Task to carry out
Your copy should match the entries exactly, with the pictures left out.

Provided records

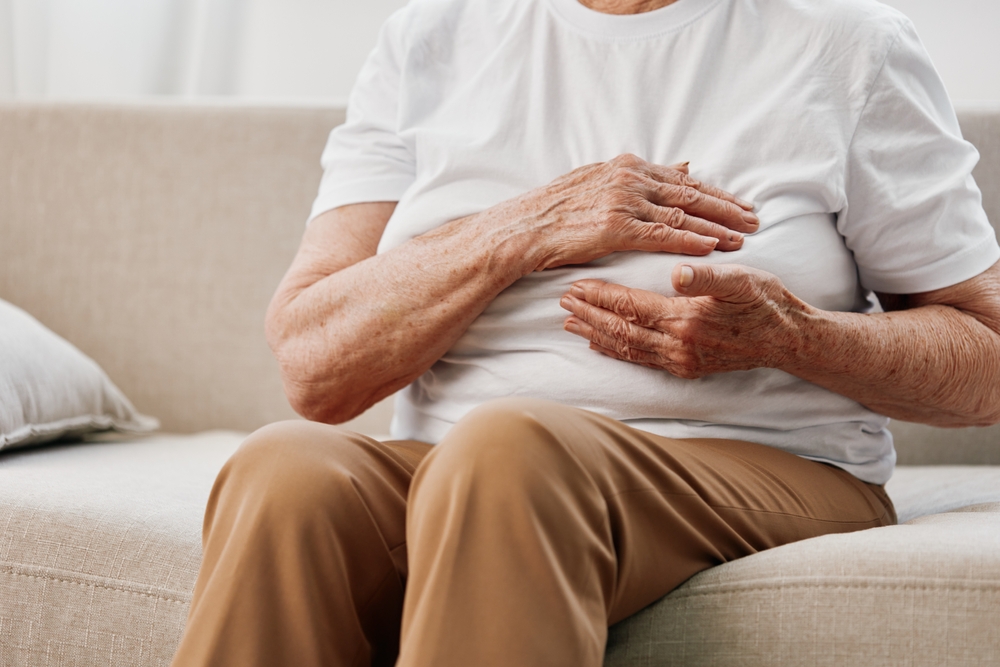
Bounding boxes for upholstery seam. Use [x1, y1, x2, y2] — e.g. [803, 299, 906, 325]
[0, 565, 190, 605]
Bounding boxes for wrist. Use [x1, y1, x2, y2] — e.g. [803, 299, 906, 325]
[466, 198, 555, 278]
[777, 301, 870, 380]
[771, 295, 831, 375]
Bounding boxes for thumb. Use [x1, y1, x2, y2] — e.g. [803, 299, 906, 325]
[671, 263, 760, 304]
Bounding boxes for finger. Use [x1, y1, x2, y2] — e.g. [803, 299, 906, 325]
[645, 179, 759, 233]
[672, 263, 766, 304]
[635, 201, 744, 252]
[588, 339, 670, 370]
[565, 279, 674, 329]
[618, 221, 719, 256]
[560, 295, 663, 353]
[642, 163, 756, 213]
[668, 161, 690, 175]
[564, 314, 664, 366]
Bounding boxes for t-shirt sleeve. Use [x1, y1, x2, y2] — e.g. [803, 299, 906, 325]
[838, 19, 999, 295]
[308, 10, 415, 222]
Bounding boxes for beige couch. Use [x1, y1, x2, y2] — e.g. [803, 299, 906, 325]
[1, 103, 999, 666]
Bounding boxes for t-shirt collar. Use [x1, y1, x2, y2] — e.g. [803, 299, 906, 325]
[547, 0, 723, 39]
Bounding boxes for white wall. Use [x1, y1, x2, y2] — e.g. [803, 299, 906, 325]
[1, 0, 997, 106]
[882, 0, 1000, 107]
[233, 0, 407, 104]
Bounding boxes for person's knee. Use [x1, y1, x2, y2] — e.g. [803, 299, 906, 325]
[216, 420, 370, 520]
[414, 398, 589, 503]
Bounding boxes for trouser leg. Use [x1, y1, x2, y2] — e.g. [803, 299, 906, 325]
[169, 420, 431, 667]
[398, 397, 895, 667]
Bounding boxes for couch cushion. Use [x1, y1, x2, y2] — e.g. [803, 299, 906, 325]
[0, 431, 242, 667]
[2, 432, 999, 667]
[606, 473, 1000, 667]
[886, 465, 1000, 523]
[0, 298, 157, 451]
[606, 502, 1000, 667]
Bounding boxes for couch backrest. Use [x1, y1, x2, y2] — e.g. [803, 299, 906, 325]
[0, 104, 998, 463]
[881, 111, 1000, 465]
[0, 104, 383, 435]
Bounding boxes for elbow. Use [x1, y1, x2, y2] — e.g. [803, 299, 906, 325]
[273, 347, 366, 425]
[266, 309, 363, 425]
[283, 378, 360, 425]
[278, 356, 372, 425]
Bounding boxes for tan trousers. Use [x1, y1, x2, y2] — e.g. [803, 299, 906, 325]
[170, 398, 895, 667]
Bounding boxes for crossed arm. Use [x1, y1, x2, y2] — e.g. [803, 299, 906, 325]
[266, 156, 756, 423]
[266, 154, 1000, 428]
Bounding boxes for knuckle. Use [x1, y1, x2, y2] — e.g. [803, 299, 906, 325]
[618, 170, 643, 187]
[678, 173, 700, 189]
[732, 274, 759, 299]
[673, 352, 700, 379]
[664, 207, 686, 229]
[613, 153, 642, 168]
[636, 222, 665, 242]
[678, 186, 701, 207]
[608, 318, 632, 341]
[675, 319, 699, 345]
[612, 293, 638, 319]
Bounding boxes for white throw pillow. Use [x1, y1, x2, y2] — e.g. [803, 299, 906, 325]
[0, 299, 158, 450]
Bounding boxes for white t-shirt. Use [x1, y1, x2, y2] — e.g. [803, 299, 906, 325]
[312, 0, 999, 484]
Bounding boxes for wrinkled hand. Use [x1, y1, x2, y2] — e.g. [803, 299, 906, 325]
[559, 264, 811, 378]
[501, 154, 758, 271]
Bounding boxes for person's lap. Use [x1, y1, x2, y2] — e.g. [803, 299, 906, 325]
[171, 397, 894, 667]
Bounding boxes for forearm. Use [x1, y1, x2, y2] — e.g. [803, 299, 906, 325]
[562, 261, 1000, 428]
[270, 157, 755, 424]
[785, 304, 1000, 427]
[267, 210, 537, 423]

Answer
Bounding boxes for upholstery seam. Use [x1, y1, x2, y2] — e.g. [803, 299, 906, 325]
[0, 565, 190, 605]
Bounding boxes for wrist. Use [x1, y1, x2, y2] — e.g. [803, 299, 906, 325]
[466, 198, 555, 278]
[777, 301, 870, 380]
[771, 295, 831, 375]
Bounding boxes for thumb. Use [x1, y1, x2, y2] — e.g. [803, 299, 906, 325]
[671, 263, 760, 304]
Bounding boxes for finger. Use [x1, y1, x2, y2] — e.g. [803, 299, 906, 325]
[645, 179, 759, 233]
[672, 263, 766, 304]
[635, 201, 744, 252]
[588, 339, 670, 370]
[565, 279, 674, 329]
[618, 221, 719, 256]
[560, 295, 663, 353]
[642, 163, 756, 213]
[668, 161, 690, 175]
[564, 314, 664, 366]
Bounding boxes for t-shirt sleeve. Use [x1, y1, x2, y2] — e.g. [803, 299, 906, 325]
[838, 19, 999, 295]
[308, 10, 415, 222]
Bounding boxes for beige couch. Use [x1, y1, x2, y2] — e.g. [803, 299, 906, 325]
[1, 103, 999, 666]
Bounding boxes for t-shirt collar. Use [x1, y1, x2, y2] — e.g. [803, 299, 906, 325]
[547, 0, 723, 39]
Bounding boxes for white wall. Use [x1, y1, x2, y2] — e.g. [803, 299, 906, 325]
[1, 0, 997, 106]
[882, 0, 1000, 107]
[233, 0, 407, 104]
Bounding boxes for person's knee. Use [x1, y1, x2, y2] — e.g. [803, 299, 906, 325]
[216, 420, 370, 520]
[414, 398, 589, 503]
Bounding boxes for trouser leg. Use [x1, y1, x2, y2] — e.g. [803, 299, 906, 325]
[169, 420, 431, 667]
[398, 397, 895, 667]
Bounding boxes for couch cushion. Use [x1, y1, x2, y2] — e.g. [803, 299, 906, 325]
[0, 431, 242, 667]
[2, 432, 999, 667]
[606, 473, 1000, 667]
[886, 465, 1000, 523]
[0, 298, 157, 451]
[606, 502, 1000, 667]
Bounding boxes for couch backrest. Use [x1, y1, x2, y2] — e.g. [803, 299, 906, 325]
[0, 104, 998, 463]
[881, 111, 1000, 465]
[0, 104, 383, 435]
Bounding boxes for elbow. Use [x1, y1, x2, y2] — e.g. [803, 299, 906, 325]
[273, 347, 366, 425]
[266, 309, 363, 425]
[283, 378, 360, 425]
[278, 356, 372, 425]
Bounding boxes for tan trousers. Use [x1, y1, x2, y2] — e.g. [803, 299, 906, 325]
[170, 398, 895, 667]
Bounding boxes for crossed arm. Use [x1, y1, x2, y2] — e.g. [803, 299, 906, 325]
[266, 156, 756, 423]
[266, 154, 1000, 428]
Bounding boxes for knuckle. Use [x1, y1, x2, y2] — e.g. [803, 299, 906, 325]
[618, 170, 643, 187]
[678, 173, 700, 189]
[732, 274, 759, 299]
[673, 352, 700, 379]
[664, 207, 686, 229]
[613, 153, 642, 168]
[636, 222, 665, 242]
[678, 186, 701, 207]
[608, 318, 632, 341]
[675, 319, 699, 345]
[612, 293, 638, 319]
Bounding boxes for white throw pillow. Use [x1, y1, x2, y2] — e.g. [803, 299, 906, 325]
[0, 299, 158, 450]
Bounding boxes for white t-shirt. Use [x1, y1, x2, y2] — e.g. [803, 299, 906, 325]
[312, 0, 999, 484]
Bounding boxes for wrinkled hand. Use [x1, y1, x2, y2] — e.g. [803, 299, 906, 325]
[559, 264, 811, 378]
[501, 154, 758, 271]
Bounding boxes for person's lap. Use [x1, y1, x2, y2] — e.g. [803, 299, 906, 325]
[171, 397, 894, 667]
Bounding boxes for forearm. Use [x1, y1, x2, y2] — e.g. [803, 299, 906, 325]
[562, 261, 1000, 428]
[270, 157, 755, 424]
[785, 304, 1000, 427]
[267, 210, 537, 423]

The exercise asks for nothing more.